=== Work to be completed ===
What you return should match the data below exactly, with every entry reproduced.

[Stored records]
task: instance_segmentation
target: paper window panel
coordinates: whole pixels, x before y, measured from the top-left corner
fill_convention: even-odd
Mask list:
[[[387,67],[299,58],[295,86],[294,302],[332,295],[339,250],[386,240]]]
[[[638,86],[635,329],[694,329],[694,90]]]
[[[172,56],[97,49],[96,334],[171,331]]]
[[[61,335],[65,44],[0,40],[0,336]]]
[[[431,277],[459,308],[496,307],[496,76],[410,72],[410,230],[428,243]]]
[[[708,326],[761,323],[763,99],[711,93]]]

=== Solution to this task ===
task: instance_segmentation
target: paper window panel
coordinates: whole pixels, x before y, measured from the top-left corner
fill_convention: even-odd
Mask list:
[[[387,67],[299,58],[295,86],[294,302],[332,295],[339,250],[386,240]]]
[[[638,86],[635,329],[694,329],[694,90]]]
[[[172,56],[97,49],[96,334],[171,331]]]
[[[61,335],[65,44],[0,40],[0,336]]]
[[[431,277],[459,308],[496,307],[496,76],[410,72],[410,230],[428,243]]]
[[[708,326],[761,323],[763,99],[711,93]]]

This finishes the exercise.